:: RECORDS SUPPLIED ::
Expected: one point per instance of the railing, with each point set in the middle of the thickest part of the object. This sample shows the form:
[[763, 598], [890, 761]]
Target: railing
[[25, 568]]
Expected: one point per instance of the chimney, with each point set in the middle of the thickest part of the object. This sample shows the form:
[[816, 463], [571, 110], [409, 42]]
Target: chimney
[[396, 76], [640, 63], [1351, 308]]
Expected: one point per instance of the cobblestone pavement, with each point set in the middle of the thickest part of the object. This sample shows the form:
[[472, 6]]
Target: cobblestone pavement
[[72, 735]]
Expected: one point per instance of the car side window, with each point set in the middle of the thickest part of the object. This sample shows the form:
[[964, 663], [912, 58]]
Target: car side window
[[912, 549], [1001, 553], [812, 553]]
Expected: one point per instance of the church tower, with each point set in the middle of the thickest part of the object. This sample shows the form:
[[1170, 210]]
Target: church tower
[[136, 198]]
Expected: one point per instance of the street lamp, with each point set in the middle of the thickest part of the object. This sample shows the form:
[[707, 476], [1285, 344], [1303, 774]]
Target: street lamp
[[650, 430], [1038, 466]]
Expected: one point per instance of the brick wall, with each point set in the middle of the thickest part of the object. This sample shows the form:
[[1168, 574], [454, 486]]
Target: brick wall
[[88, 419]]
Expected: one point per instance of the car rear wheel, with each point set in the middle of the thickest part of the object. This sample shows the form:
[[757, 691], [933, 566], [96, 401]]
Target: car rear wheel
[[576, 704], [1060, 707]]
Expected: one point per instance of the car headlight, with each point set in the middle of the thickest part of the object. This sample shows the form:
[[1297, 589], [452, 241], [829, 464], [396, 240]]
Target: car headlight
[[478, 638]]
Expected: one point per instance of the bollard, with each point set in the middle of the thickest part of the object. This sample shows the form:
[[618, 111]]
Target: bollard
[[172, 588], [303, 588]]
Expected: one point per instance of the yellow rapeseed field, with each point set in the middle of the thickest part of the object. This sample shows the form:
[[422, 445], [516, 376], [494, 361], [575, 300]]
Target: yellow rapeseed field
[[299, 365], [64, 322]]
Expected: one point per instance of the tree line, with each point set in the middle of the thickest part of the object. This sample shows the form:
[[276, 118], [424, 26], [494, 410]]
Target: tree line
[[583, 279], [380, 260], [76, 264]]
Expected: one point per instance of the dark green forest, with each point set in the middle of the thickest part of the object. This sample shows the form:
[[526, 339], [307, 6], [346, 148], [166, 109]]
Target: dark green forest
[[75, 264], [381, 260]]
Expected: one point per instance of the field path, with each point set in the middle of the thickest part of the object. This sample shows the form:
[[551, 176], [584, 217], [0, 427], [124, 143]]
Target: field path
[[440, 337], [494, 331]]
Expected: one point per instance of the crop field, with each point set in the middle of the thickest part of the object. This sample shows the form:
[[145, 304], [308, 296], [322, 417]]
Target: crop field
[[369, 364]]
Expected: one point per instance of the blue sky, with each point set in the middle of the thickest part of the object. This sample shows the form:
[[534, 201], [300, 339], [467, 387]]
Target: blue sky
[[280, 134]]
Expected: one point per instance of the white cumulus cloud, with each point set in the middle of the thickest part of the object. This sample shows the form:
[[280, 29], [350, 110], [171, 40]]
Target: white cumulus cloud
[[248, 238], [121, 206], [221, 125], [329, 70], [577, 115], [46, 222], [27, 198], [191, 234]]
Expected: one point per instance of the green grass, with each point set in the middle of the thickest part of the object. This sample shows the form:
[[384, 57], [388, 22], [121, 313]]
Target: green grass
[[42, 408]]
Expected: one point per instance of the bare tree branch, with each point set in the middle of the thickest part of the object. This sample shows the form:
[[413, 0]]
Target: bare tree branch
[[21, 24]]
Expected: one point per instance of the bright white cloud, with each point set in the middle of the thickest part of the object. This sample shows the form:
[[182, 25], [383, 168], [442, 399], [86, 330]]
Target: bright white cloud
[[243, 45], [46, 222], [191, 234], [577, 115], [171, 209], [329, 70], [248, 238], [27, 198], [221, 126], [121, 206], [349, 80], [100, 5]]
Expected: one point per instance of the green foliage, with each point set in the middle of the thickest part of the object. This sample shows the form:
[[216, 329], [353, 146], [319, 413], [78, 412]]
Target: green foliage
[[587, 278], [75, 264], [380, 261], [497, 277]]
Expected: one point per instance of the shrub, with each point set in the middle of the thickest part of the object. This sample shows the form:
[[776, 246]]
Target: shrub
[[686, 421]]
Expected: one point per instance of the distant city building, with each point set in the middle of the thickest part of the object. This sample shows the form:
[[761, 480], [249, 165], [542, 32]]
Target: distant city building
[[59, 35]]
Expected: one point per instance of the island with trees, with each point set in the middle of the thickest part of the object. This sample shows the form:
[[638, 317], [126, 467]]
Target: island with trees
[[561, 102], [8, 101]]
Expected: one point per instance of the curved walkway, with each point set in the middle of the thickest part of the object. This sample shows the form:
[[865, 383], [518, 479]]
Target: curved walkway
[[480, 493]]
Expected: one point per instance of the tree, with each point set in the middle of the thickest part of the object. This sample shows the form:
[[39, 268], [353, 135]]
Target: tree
:::
Substitute "widest part" for every "thickest part" in the rows above, and reproduce all of them with nothing else changed.

WRITTEN RESPONSE =>
Expected: one point per instance of the railing, with each point set in the middle of the widest part of the object. This sample shows the form:
[[763, 598], [890, 761]]
Target: railing
[[25, 568]]
Expected: one point per instance of the chimney, with each point set in the middle of the widest part of the object. This sample shows the form:
[[816, 463], [571, 110], [409, 42]]
Target: chimney
[[396, 76], [640, 63], [1351, 308]]
Expected: one point per instance of the cobblestone pavement, with each point set in the middle of the widest part of the object. This sample shows the form:
[[472, 6]]
Target: cobblestone pavement
[[72, 735]]
Expected: one point per instance of the car side window, with each point set in the middle of the widest part of the object. This sample shows the form:
[[964, 663], [912, 58]]
Target: car side window
[[912, 549], [1001, 553], [812, 553]]
Expected: one point per instance of the church tower, with each point set in the middle of the widest part of the object. This sample shows the form:
[[1170, 210]]
Target: church tower
[[136, 198]]
Expected: one point per instance of the street lamp, with each point set in the middle of the widest part of the object. This sample shows the form:
[[707, 476], [1285, 344], [1303, 774]]
Target: street lamp
[[650, 430], [1038, 466]]
Expected: one point per instance of the brick wall, with each point set in the middle of the widest part of the object. This sample shows the form:
[[1168, 574], [454, 486]]
Target: brick wall
[[88, 419]]
Expected: one point per instance of the car rear wheel, with each point set in the middle of the widest part of the object. This sample shows the form:
[[757, 691], [933, 566], [96, 401]]
Target: car rear wheel
[[576, 704], [1060, 707]]
Expected: one point per instance of the car headlight, with each point set in the middle of the widest part of the object. This sample shows the form:
[[1297, 589], [452, 241], [829, 464], [396, 240]]
Target: car headlight
[[478, 638]]
Expected: one point per instance of the bollard, with each point set in the middle of the widest part of the object. This sample shows the form:
[[618, 111]]
Target: bollard
[[172, 588], [303, 588]]
Expected: one point per instance of the yellow rapeseed field, with each point set in the middle of the widest part of the object. This sample shows the form:
[[422, 445], [516, 376], [494, 361], [575, 300]]
Target: yellow rapeseed field
[[299, 365], [64, 322]]
Expected: one point per instance of the tree line, with each point set in the middle of the widest part of the object. This sample shows the form:
[[276, 118], [424, 26], [494, 410]]
Target: tree line
[[583, 279], [380, 260], [76, 264]]
Expected: one point per instance of the dark green forest, with each point set in the middle of the widest part of the object. This sample shows the form:
[[526, 339], [307, 6], [346, 148], [166, 109]]
Target: dark green forest
[[75, 264], [381, 260]]
Expected: one point per instance of the field path, with each point set in the middle of the widest part of the object. This sample shows the form:
[[551, 176], [584, 217], [0, 427], [124, 143]]
Target: field path
[[440, 337], [494, 331]]
Expected: one point per instance of the crop field, with each point set in the middle of the widest part of the object. This sample shows the form:
[[145, 304], [308, 296], [322, 417]]
Target: crop field
[[369, 364]]
Expected: one point per instance of the blue sky, with each point set in the middle of the widest part of the object. This sample shows the form:
[[534, 201], [300, 339], [467, 387]]
Target: blue sky
[[280, 134]]
Expected: one point per instance of the white cumulus cloud, with each point set in the middle of the widest part of the object. This sample shows the form:
[[280, 29], [350, 110], [171, 40]]
Target: white cumulus cloud
[[248, 238], [121, 206], [221, 125], [329, 70], [577, 115], [46, 222], [27, 198], [191, 234]]
Expected: one point per instance of the green grass, with each point set in the middle of the widest part of the object. This sample shows the form:
[[384, 57], [388, 22], [121, 313]]
Target: green grass
[[42, 408]]
Expected: one point per instance of the bare tree branch, with each point set in the middle of the widest part of the object. This sample shows the form:
[[413, 0]]
Target: bare tree branch
[[21, 24]]
Expected: one point per instance of the bright white cloud, with each point set in the middle of the widest part of the object. This sample shows the form:
[[182, 25], [383, 168], [442, 399], [86, 330]]
Target: bright white cloud
[[243, 45], [46, 222], [191, 234], [577, 115], [171, 209], [329, 70], [248, 238], [27, 198], [221, 126], [121, 206], [349, 80], [100, 5]]
Expected: one point per instance of the green foliage, with each point set in the middle of the widest part of the object. This sample shows the form:
[[216, 329], [353, 146], [319, 413], [78, 412]]
Target: green foliage
[[587, 278], [75, 264], [380, 261], [497, 277]]
Expected: one point per instance of the shrub, with each point set in the middle of the widest part of the object. This sample shows the form:
[[776, 246]]
Target: shrub
[[686, 421]]
Expected: one point per instance of the distant city building, with each point set in the middle of the widest part of the object. This sample shows the form:
[[761, 480], [249, 165], [542, 32]]
Target: distant city building
[[59, 35]]
Expected: one point per instance of the island with trees, with each point set in the middle of the widest part of the object. This sample shows the form:
[[638, 317], [126, 467]]
Target: island with trees
[[561, 102], [8, 101]]
Expected: one point per instance of the curved walkway, with each point set in the middle of the widest part of the object. This sample shows the form:
[[865, 383], [518, 479]]
Target: curved walkway
[[480, 493]]
Expected: one point per instance of the tree, with each point set in the middle of the widest part of the object. This sample shows the form:
[[39, 268], [353, 135]]
Target: tree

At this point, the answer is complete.